I am crowdfunding to help raise the £750, alongside working all kinds of jobs, selling artworks, and selling the stuff I no longer need.
This voyage is a mirror to my own inner journey, and a precursor, an experiential interview, for a planned voyage the team aim to take to The Antarctic.
Participation in such an adventure fills me with fear- the cold, dark edge of the known world awaits, and somehow, I want to be there at that edge and with my fear.
I appreciate this kind of ask is weighted with so much cultural belief, it's a big part of the sense of risk-taking and of asking life for support for creative projects grounded in love. This adventure is by way of a creative vision of the future, of setting off with a sense of adventure, feeling well-equipped and in a community who are working together, but each for their own personal experience.
It's with this poetic spirit, I offer a story to all those who invest their financial support. I am a writer and storyteller and will come back from this adventure with a story. I do not know what it will be till I return, I realise, both the investment and the anticipation of the return may in turn excite, or intrigue, or stir up darker material!!!

:: Requirement 1 ::
Translate this sentence from the crowdfunding appeal into Spanish: "Participation in such an adventure fills me with fear- the cold, dark edge of the known world awaits, and somehow, I want to be there at that edge and with my fear."
:: Requirement 2 ::
Resume the crowdfunding appeal right after its final sentence, in the same first-person voice.
The lines after this point can be ignored.

:: Dataset extract ::
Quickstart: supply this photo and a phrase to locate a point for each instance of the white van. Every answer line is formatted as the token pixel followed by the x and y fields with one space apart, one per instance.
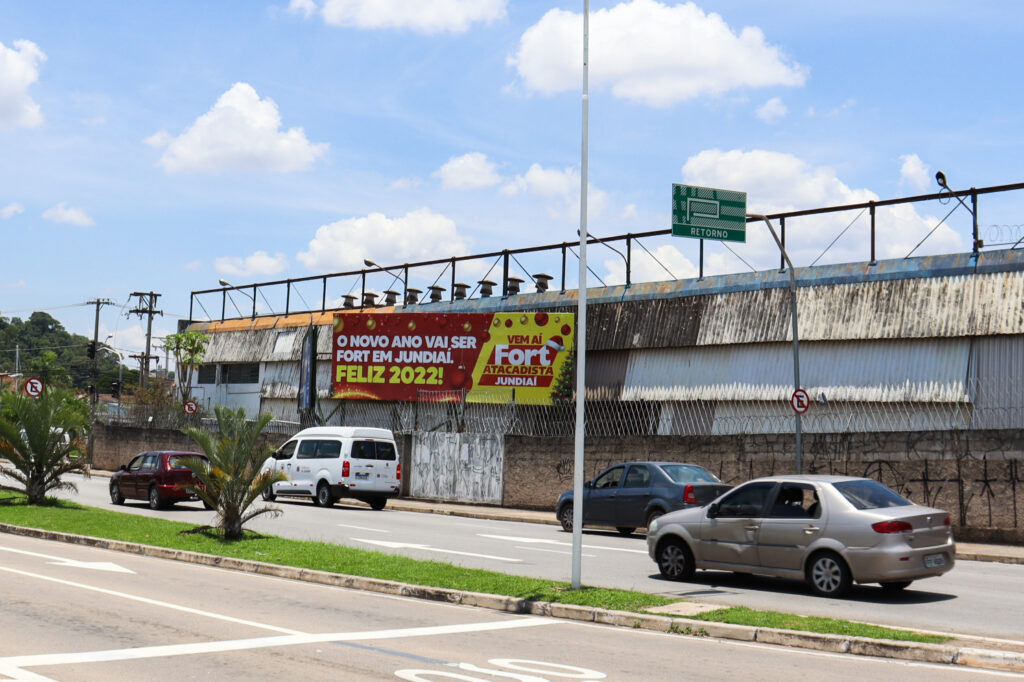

:: Task output 1 ::
La participación en una aventura así me llena de miedo: el borde frío y oscuro del mundo conocido me espera y, de algún modo, quiero estar allí, en ese borde y con mi miedo.

:: Task output 2 ::
The story I will write will not simply be 'my story' though. It will, I hope, be a vessel to carry inspiration for those who read it, to set on adventures of all kinds, and feel rewarded by life, in doing so.
Aged 47 I come to own the creative potential within me, and also the fears still existing around being in the world, around being active, and visible, around asking for help, and taking opportunities that don't fit in the cultural role I have supported for so much of my life.
There's a voice from the past that says, I shouldn't do this, that says I should invest in security, in a kind of safety. I'm asking for your financial support because I know that such security is an illusion, and that material comforts cannot replace answering the call of spirit.
When do I step up and start really living my life as the one chance I have, to be this human being?
Should I wait for permission, or a bequest, or time served in a regular job?
I experienced crewing a sailing ship when I was 23, swearing I'd take up the offer of a free voyage as a volunteer helper, I then went on to live my life, have kids, a creative career and make leaps of faith that bring me to a place I feel I need to make some kind of gesture that mirrors the inner work, the experiences I've had through engaging with counseling, therapy, shamanism, and somatic healing practices that have offered me the chance to re-engage with life beyond the shadow of trauma.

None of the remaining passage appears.